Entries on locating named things
--- start ---

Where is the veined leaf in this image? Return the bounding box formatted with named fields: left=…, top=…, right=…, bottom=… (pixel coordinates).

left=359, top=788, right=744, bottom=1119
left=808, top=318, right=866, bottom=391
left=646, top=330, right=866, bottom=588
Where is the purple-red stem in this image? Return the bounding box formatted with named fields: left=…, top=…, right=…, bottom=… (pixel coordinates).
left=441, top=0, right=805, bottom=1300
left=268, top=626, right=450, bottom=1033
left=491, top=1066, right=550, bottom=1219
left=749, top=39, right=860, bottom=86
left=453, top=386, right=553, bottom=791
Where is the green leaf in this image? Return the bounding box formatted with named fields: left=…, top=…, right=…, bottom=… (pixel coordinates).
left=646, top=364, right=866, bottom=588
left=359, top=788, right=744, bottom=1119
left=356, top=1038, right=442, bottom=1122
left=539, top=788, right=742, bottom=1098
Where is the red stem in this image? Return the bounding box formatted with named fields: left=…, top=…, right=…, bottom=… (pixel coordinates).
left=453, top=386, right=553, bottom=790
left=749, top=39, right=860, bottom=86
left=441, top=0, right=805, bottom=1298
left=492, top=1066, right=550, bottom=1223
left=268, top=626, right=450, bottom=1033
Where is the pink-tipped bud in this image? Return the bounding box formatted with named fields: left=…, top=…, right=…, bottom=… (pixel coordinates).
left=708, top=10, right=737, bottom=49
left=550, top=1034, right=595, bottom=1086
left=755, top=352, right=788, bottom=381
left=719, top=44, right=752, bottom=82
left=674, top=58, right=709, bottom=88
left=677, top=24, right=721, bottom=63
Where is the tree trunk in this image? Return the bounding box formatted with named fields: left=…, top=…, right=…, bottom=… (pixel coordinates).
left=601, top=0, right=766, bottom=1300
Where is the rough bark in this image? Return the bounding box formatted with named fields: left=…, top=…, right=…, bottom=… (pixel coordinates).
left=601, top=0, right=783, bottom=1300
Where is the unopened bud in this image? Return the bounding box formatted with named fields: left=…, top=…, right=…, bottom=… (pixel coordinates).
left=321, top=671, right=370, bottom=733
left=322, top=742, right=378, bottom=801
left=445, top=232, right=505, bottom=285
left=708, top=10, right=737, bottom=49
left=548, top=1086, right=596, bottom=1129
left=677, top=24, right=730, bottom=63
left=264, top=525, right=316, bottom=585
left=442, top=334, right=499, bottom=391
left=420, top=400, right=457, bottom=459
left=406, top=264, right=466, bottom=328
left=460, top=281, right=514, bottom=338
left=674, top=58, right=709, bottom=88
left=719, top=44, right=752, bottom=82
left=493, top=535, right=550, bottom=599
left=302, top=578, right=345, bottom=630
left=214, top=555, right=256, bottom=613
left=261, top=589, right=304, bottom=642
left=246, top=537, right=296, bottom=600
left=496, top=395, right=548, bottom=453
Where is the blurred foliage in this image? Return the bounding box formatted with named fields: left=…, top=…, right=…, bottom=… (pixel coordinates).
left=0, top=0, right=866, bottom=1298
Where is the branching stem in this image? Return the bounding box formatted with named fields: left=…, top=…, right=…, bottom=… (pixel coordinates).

--- end ---

- Task -
Write out the items above again, with "pixel coordinates" replaced by "pixel positions" each time it occurs and nothing else altered.

- Answer to the problem -
Where is the veined leaf in this image? Return the bounding box formatted with named fields: left=…, top=…, right=…, bottom=… (pixel positions).

left=359, top=788, right=744, bottom=1119
left=808, top=318, right=866, bottom=391
left=646, top=330, right=866, bottom=588
Where is the purple-red stem in this image? Return the bounding box formatted with named fields: left=…, top=…, right=…, bottom=… (pixel positions).
left=441, top=0, right=805, bottom=1300
left=268, top=626, right=450, bottom=1033
left=491, top=1066, right=550, bottom=1219
left=749, top=39, right=860, bottom=86
left=453, top=386, right=553, bottom=791
Where is the green leaf in this image? Return the bounding box formatted with named fields: left=…, top=…, right=…, bottom=… (pixel positions).
left=646, top=364, right=866, bottom=588
left=359, top=788, right=744, bottom=1119
left=356, top=1038, right=442, bottom=1122
left=539, top=788, right=742, bottom=1098
Where is the red stem in this image? Return the bounding box formatted with named fields: left=…, top=…, right=…, bottom=… (pixel positions).
left=453, top=386, right=553, bottom=790
left=749, top=39, right=860, bottom=86
left=441, top=0, right=805, bottom=1298
left=492, top=1066, right=550, bottom=1223
left=268, top=626, right=450, bottom=1033
Where is the pink-tipped bud in this image? Return the bounding box formatted with named fields: left=…, top=…, right=…, bottom=… (pixel positions).
left=708, top=10, right=737, bottom=49
left=550, top=1034, right=595, bottom=1086
left=755, top=352, right=788, bottom=381
left=719, top=44, right=752, bottom=82
left=674, top=58, right=709, bottom=88
left=677, top=24, right=721, bottom=63
Where is the tree trunk in this image? Return the bounding box formatted with named fields: left=…, top=…, right=…, bottom=… (pixel positions).
left=601, top=0, right=766, bottom=1300
Where is the rough bark in this image? Return the bounding box formatted with named fields: left=…, top=…, right=…, bottom=… (pixel positions).
left=601, top=0, right=783, bottom=1300
Where is the unopened bud in this image? Return the bounding box formatted with named fields: left=…, top=…, right=…, bottom=… (pixel positions).
left=321, top=671, right=370, bottom=733
left=322, top=742, right=378, bottom=801
left=445, top=232, right=505, bottom=285
left=708, top=10, right=737, bottom=49
left=548, top=1086, right=596, bottom=1129
left=677, top=24, right=730, bottom=63
left=264, top=525, right=316, bottom=585
left=442, top=334, right=499, bottom=391
left=420, top=400, right=457, bottom=459
left=406, top=264, right=466, bottom=328
left=460, top=281, right=514, bottom=338
left=674, top=58, right=709, bottom=88
left=719, top=44, right=752, bottom=82
left=493, top=535, right=550, bottom=599
left=302, top=578, right=345, bottom=630
left=214, top=555, right=256, bottom=613
left=261, top=589, right=304, bottom=642
left=246, top=537, right=296, bottom=600
left=496, top=395, right=548, bottom=453
Where is the blurred foliage in this image? Return the bounding box formatted with named fields: left=…, top=…, right=…, bottom=… (pixel positions).
left=0, top=0, right=866, bottom=1298
Where is the branching stem in this image? Return the bounding box formatted with named fields: left=…, top=…, right=…, bottom=… (pixel positions).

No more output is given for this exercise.